### Record list
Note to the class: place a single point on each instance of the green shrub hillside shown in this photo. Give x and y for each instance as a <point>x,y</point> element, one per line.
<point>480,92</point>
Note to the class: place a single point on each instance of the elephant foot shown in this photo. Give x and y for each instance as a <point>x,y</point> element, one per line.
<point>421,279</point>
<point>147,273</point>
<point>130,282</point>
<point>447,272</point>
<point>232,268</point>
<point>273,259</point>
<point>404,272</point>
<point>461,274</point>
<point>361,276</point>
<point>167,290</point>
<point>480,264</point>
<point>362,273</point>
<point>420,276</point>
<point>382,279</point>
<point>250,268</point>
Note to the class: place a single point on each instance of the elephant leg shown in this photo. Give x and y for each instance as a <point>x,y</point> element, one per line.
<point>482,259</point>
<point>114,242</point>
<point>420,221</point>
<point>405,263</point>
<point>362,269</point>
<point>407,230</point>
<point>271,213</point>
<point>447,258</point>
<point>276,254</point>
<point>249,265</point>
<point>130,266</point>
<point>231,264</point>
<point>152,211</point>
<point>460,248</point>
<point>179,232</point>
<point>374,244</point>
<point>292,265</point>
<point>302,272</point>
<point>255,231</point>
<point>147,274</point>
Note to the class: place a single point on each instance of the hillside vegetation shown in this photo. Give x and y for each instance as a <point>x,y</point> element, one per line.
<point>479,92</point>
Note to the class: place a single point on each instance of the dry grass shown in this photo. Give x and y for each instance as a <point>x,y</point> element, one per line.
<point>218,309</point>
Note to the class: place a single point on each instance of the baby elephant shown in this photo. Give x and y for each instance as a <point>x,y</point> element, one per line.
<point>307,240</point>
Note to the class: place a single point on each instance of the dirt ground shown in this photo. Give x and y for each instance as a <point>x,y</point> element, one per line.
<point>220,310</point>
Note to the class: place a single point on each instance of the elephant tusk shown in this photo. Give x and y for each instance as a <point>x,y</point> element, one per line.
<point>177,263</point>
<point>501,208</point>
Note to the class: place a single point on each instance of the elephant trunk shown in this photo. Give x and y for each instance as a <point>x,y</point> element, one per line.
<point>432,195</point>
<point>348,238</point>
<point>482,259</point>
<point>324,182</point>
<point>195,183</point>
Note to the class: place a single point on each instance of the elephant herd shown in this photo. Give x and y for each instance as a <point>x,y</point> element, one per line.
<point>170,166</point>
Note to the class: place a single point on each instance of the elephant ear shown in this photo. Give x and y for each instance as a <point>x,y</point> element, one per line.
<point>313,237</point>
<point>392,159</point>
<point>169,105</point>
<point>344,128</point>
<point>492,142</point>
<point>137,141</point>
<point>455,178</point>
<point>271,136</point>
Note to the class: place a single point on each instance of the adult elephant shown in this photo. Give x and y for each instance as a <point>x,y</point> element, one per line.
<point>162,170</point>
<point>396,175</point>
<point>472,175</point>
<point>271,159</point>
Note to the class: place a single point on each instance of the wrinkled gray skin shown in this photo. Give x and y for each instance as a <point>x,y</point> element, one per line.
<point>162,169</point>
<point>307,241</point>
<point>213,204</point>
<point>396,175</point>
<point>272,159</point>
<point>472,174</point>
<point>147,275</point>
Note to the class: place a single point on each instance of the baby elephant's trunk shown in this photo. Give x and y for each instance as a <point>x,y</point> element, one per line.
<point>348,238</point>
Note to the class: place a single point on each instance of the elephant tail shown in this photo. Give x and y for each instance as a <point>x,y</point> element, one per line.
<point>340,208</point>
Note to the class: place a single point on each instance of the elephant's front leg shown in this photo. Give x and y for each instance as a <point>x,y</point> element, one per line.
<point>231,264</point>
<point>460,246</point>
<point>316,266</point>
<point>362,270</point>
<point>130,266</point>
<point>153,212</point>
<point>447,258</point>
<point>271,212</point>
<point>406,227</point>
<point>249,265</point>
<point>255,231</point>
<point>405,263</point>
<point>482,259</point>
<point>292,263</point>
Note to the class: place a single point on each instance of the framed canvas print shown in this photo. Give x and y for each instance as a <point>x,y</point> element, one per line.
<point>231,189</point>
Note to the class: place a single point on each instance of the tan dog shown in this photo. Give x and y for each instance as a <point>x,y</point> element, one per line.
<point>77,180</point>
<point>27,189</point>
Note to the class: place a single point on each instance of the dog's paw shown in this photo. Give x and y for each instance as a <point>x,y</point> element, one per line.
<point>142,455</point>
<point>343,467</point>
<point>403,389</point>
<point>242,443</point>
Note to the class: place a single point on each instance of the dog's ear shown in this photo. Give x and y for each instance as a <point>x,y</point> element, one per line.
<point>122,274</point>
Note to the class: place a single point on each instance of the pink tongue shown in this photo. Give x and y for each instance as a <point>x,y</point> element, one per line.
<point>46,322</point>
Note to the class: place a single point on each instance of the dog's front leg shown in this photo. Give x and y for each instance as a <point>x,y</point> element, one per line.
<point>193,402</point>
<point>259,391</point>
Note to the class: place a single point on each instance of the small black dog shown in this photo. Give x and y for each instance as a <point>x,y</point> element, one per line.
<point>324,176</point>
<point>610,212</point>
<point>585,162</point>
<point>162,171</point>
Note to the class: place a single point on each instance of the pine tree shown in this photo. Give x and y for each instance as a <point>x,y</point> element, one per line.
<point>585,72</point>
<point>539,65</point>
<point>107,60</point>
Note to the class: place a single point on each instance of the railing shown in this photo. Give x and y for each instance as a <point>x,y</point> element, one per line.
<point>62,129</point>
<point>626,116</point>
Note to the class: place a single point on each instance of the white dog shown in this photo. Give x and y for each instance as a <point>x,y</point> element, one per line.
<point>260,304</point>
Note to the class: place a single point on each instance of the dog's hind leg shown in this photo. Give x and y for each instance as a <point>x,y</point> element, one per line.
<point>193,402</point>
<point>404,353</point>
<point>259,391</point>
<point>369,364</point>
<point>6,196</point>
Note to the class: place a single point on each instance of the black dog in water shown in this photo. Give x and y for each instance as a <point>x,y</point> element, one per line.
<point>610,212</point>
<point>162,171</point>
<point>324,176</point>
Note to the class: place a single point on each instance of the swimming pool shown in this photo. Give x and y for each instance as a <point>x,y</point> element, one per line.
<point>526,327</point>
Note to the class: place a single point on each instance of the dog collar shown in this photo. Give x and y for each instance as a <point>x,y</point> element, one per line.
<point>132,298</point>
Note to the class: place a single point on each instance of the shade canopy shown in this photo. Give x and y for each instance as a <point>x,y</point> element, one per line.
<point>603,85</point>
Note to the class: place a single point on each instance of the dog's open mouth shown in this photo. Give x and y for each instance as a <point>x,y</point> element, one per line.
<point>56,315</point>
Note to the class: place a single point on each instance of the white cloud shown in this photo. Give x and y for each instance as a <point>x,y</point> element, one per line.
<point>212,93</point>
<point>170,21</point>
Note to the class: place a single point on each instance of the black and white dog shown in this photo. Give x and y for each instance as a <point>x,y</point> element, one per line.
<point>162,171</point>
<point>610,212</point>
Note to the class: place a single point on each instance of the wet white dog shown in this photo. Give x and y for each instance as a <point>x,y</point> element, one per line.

### Work to do
Reproduce verbatim the lines starting with the line containing "the tan dog" and going on through the line containing "<point>27,189</point>", including both of those lines.

### Written reply
Note to the class: place a single point on each instance of the tan dog shown in this photo. Give x and y for each instance as a <point>x,y</point> element, one per line.
<point>77,180</point>
<point>27,189</point>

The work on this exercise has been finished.